Следовательно, после революции Ленин выступает как величайший расширитель и «объединитель». Хотя способ его жизнедеятельности остается прежним.
Во-первых, он раскалывает любую организацию (движение), в рамках которой и с помощью которой добивается своих целей. Сначала раскол, затем на основе оставшейся верной ему части создание новой организации (движения), и все заново. Известный бакунинский девиз «pars pro toto» – «часть вместо целого» – он модифицирует в «часть как целое». «Частичность», его «частичность» выдается за целое, заменяет и подменяет собой целое. Парадоксальность здесь в том, что такой способ вполне укладывается в логику Ленина-до-революции, но вроде бы внешне противоречит интенции Ленина-послереволюционного, Ленина-расширителя. Отметим эту – согласитесь! – «странность», однако оставим ее объяснение для других наших работ…
Во-вторых, Ленин остается гениальным упростителем. Это его качество поистине новаторское – как в реальной политике, так и в политической мысли. Упростить ситуацию до абсурда, многообразие и сложность свести к элементарному, принципиальную поливариантность истории к прямой, – как полет пули, – линии. Вот он – Ленин, вот он – ленинизм! В этом смысле Ильич антиисторичен и антикультурен. Если, правда, исходить из презумпции неуклонного –
История человечества знает, конечно, и других классиков упростительства. И сам Ленин произрос не на пустом месте. Вспомните хотя бы тутошних чернышевских-добролюбовых или тамошних марксов-энгельсов. Но… Но лишь гений Ленина сделал упростительство универсальным и единственным способом решения всех вопросов. При этом смысл самого упростительства сводится исключительно к ставке на низменное, на слабости человека или социоисторической общности, на больное и наболевшее. Эксплуатация всего этого и есть ленинизм. Да еще прибавим невероятное упорство и последовательность (будто бы внутренняя необходимость) в натравливании друг на друга как ближайших сподвижников, так и миллионных социальных групп. Да еще полный отказ от критерия «совесть». Ленинизм – это учение и практическое воплощение бессовестного устройства жизни.

МАТЕРИАЛ ДЛЯ ЗАДАНИЙ »
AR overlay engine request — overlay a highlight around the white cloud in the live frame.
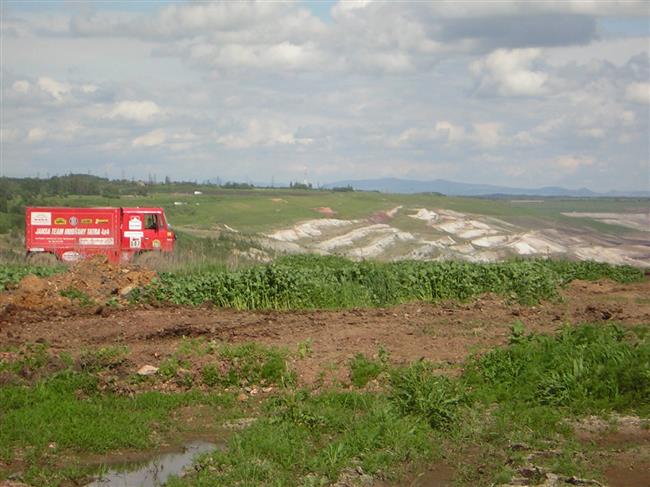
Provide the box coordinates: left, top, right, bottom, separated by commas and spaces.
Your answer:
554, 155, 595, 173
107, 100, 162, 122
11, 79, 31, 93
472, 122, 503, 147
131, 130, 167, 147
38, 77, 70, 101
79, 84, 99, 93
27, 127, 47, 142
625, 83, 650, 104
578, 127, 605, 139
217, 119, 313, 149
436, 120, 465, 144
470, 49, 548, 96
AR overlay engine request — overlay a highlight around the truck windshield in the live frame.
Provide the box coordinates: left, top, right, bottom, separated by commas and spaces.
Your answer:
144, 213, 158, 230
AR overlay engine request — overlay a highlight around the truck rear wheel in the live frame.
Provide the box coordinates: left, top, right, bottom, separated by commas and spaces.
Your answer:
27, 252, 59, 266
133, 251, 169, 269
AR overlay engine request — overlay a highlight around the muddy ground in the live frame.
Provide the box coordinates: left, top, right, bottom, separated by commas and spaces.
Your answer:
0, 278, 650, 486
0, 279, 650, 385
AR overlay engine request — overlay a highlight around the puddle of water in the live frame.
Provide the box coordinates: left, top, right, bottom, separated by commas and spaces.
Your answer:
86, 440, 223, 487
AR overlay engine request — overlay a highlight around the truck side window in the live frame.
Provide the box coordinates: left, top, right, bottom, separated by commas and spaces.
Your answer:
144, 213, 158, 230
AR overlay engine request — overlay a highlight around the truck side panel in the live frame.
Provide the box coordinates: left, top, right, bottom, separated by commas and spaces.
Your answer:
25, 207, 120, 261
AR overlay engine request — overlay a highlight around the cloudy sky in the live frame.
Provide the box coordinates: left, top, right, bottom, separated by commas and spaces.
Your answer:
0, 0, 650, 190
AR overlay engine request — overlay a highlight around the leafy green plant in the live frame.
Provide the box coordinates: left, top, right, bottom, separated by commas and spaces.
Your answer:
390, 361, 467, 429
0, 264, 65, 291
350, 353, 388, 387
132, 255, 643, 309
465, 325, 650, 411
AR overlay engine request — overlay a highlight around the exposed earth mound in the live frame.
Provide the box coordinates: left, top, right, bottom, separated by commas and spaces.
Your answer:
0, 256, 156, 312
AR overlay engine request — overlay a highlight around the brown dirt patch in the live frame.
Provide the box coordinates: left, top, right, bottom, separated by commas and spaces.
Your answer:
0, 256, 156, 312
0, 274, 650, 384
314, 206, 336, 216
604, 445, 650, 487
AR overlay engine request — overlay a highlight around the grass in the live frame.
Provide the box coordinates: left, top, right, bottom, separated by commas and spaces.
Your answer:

ПОРЯДОК ВЫПОЛНЕНИЯ »
- a) Обнови записи от самого начала до строки с «0, 279, 650, 385» включительно: замени «live frame» на «camera feed», а всё остальное оставь без изменений. Изображения в ответ не включай.
- b) Продолжи, пожалуйста, отрывок о Ленине с того места, на котором он заканчивается.
Отрывок и записи между собой никак не связаны.

ОТВЕТЫ К ЗАДАНИЯМ »
- a)
AR overlay engine request — overlay a highlight around the white cloud in the camera feed.
Provide the box coordinates: left, top, right, bottom, separated by commas and spaces.
Your answer:
554, 155, 595, 173
107, 100, 162, 122
11, 79, 31, 93
472, 122, 503, 147
131, 130, 167, 147
38, 77, 70, 101
79, 84, 99, 93
27, 127, 47, 142
625, 83, 650, 104
578, 127, 605, 139
217, 119, 313, 149
436, 120, 465, 144
470, 49, 548, 96
AR overlay engine request — overlay a highlight around the truck windshield in the camera feed.
Provide the box coordinates: left, top, right, bottom, separated by commas and spaces.
Your answer:
144, 213, 158, 230
AR overlay engine request — overlay a highlight around the truck rear wheel in the camera feed.
Provide the box coordinates: left, top, right, bottom, separated by commas and spaces.
Your answer:
27, 252, 59, 266
133, 251, 169, 269
AR overlay engine request — overlay a highlight around the muddy ground in the camera feed.
Provide the box coordinates: left, top, right, bottom, separated by commas and spaces.
Your answer:
0, 278, 650, 486
0, 279, 650, 385

- b)
Итак, в чем страшная сила Ленина? – Он никого никогда не играл – всегда оставался собой, в отличие от других политических деятелей начала ХХ в.
А в чем страшная слабость Николая II? – Он никогда никого не играл, всегда оставался собой. Это, пожалуй, единственное, что всерьез объединяет этих двух исторических персонажей. Естественность. Но почему для одного это стало основой победы, для другого – причиной полной гибели?
Если бы Николай продолжал всерьез «играть» роль русского самодержца, он бы сохранил престол и династию. Но в силу своей естественности он не мог этого сделать. Когда говорят о десакрализации русской власти, как правило, недостаточно внимания уделяют главному десакрализатору – Николаю II. Вся его жизнь и ушла на эту самую десакрализацию. За это его и убили. Поэтому он – неприемлемая фигура для всех (от монархистов до крайних радикалов). Поэтому он и не понят.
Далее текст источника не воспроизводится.